** AIM OF THE EXERCISE **
Go through the entries below and report how many lines contain the string "before". Nothing but the number is wanted.

----

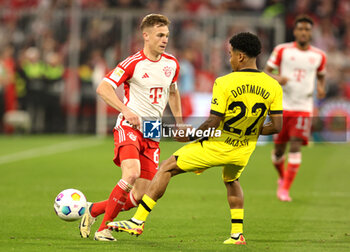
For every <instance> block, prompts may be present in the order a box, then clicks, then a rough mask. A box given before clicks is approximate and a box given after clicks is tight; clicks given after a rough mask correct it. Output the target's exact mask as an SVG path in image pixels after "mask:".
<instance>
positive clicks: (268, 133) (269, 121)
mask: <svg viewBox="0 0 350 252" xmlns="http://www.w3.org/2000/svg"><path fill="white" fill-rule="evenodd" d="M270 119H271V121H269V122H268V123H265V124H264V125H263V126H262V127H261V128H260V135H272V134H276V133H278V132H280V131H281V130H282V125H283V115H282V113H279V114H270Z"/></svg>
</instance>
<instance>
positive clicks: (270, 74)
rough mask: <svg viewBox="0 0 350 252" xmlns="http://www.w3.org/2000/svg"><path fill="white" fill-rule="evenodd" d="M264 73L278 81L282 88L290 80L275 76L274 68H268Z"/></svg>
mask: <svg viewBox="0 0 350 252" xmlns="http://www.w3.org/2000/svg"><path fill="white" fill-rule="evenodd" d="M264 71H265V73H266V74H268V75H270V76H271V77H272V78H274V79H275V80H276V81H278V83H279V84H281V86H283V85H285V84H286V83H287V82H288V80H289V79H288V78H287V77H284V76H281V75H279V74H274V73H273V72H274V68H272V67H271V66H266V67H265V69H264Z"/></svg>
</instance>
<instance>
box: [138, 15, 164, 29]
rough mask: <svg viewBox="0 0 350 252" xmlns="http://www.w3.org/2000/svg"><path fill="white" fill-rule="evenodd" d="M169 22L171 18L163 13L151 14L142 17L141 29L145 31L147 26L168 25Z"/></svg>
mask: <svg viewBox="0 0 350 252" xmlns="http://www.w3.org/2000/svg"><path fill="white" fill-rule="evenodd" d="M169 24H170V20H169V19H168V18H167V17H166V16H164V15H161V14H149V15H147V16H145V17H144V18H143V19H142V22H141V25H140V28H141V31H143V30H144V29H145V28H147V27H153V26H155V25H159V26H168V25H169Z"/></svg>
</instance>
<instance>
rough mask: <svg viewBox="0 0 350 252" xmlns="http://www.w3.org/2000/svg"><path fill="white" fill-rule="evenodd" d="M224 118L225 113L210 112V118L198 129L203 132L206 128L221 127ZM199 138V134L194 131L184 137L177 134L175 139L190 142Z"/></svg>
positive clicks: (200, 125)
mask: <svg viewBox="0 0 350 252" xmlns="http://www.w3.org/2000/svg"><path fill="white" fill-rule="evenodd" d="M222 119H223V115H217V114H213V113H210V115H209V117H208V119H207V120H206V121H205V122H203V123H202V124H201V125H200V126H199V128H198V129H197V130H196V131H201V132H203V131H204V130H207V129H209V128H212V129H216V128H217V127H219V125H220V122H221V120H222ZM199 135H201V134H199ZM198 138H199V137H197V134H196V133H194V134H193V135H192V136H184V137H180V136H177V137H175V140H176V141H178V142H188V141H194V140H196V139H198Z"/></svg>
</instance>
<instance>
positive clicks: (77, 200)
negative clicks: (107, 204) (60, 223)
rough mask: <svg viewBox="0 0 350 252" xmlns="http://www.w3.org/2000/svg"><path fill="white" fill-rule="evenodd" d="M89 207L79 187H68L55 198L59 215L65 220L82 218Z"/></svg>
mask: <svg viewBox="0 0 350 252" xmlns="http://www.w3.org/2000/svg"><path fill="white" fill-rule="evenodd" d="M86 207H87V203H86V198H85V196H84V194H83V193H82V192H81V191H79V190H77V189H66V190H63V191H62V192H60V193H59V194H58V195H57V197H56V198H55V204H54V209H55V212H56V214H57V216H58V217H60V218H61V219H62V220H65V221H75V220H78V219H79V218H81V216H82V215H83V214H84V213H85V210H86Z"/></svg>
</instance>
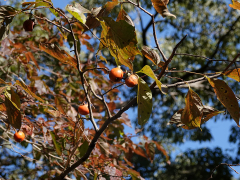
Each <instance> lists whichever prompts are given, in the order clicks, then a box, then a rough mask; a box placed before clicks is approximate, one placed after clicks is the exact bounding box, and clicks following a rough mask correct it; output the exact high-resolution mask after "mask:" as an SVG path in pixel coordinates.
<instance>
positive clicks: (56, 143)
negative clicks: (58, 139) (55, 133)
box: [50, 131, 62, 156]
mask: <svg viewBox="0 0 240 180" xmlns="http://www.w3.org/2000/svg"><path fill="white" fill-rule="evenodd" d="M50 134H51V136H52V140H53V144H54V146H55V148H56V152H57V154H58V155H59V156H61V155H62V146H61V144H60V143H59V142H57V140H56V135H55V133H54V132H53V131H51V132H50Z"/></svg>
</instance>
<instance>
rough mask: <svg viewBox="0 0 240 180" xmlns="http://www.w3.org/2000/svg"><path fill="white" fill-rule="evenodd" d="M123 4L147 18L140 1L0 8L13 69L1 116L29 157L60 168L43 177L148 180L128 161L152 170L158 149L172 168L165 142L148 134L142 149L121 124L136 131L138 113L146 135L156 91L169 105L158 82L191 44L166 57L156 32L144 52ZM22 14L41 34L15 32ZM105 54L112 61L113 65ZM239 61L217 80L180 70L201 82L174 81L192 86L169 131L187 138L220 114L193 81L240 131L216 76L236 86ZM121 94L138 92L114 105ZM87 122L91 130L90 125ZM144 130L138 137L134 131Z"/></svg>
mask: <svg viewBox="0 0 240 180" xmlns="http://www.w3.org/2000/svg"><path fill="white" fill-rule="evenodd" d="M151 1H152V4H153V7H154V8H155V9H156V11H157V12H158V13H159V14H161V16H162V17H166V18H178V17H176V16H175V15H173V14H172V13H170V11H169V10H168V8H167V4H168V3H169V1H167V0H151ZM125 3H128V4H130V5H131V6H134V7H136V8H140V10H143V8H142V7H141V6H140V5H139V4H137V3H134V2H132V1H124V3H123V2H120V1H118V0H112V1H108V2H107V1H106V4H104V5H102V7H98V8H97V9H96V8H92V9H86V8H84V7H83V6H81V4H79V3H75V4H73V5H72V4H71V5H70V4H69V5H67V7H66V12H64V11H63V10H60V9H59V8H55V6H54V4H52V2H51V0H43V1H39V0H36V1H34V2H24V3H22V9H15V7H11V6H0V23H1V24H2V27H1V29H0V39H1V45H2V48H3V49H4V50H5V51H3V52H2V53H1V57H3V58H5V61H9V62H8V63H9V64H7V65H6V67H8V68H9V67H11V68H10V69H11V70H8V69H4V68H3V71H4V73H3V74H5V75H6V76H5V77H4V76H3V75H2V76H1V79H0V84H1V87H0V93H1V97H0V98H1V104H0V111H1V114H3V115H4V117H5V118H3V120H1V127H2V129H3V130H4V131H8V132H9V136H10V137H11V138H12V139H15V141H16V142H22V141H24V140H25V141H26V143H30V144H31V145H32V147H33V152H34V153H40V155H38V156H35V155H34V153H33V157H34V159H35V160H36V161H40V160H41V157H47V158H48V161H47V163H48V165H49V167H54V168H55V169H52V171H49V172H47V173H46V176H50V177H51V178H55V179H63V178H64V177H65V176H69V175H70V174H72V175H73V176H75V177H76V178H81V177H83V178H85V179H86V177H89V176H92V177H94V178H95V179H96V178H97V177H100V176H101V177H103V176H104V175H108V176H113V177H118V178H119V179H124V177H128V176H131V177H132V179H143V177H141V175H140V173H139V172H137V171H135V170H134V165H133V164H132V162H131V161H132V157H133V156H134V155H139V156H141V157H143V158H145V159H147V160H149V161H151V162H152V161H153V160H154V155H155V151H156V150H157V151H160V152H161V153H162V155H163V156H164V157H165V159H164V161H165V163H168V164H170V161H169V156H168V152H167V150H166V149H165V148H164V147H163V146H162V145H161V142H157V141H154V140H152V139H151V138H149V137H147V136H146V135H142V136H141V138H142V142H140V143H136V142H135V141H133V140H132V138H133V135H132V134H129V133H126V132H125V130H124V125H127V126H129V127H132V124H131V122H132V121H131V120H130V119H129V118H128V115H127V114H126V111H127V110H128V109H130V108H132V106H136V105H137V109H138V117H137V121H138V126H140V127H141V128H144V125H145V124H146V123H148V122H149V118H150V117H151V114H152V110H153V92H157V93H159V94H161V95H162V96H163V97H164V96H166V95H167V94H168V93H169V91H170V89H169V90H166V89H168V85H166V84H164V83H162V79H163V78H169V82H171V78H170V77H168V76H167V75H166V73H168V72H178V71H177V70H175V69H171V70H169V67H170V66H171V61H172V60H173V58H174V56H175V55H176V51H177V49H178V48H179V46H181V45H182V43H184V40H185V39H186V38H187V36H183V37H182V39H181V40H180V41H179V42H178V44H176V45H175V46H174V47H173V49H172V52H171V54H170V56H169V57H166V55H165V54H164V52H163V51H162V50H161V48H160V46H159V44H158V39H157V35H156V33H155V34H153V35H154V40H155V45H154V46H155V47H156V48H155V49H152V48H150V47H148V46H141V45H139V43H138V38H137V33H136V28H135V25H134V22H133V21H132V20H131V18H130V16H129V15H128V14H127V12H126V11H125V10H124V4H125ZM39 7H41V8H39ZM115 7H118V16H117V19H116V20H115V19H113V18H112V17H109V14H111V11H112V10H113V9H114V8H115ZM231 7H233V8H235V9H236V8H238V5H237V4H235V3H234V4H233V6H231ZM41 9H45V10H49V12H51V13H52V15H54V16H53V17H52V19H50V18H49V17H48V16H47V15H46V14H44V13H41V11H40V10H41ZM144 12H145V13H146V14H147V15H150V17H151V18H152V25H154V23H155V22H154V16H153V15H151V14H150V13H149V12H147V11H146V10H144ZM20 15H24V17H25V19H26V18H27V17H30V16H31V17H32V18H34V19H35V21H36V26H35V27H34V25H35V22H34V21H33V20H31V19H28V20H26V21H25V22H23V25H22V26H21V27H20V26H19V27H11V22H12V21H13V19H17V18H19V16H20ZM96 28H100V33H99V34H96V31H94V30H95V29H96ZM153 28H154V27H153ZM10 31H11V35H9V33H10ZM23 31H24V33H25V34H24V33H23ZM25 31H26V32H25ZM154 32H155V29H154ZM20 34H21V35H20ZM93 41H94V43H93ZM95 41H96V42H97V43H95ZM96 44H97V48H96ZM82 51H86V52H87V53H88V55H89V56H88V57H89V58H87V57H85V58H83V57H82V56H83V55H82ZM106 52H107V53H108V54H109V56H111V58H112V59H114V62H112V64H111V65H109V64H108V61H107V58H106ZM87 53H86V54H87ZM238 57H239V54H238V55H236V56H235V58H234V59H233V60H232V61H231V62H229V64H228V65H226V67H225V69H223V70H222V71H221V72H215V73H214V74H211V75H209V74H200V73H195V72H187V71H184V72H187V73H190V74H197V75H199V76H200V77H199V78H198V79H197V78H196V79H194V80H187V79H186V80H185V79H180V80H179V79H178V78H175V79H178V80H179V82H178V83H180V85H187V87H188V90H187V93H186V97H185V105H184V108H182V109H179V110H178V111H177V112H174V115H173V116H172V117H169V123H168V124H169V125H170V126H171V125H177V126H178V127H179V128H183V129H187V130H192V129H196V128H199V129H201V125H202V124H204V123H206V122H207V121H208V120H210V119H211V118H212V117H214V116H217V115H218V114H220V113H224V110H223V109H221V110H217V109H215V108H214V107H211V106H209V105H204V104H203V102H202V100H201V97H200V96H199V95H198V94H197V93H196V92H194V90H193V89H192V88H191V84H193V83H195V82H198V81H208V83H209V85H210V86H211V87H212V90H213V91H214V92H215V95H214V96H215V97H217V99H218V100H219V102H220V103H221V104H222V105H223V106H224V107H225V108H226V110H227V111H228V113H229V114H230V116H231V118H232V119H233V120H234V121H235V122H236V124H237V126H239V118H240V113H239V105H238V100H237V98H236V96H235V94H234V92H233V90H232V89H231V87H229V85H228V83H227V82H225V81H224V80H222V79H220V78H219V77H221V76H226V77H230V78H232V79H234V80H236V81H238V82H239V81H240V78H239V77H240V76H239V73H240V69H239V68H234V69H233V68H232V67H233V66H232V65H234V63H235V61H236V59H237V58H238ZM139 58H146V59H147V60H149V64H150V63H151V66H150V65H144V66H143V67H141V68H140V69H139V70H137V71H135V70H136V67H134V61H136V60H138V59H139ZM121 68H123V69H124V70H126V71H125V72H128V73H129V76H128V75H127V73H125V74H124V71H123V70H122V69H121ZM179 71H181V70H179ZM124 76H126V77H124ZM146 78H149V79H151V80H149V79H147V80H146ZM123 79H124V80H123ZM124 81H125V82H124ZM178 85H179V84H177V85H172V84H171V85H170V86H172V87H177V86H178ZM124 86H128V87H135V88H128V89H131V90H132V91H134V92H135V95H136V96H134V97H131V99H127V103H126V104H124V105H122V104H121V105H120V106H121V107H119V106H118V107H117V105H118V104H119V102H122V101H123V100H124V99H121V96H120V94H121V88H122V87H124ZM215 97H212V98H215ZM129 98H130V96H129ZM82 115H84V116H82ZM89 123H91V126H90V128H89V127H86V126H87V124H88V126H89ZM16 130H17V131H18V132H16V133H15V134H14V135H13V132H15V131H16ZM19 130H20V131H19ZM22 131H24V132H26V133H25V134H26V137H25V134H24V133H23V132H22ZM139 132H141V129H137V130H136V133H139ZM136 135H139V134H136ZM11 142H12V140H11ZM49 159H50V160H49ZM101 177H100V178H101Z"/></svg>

----

** OUTPUT BELOW **
2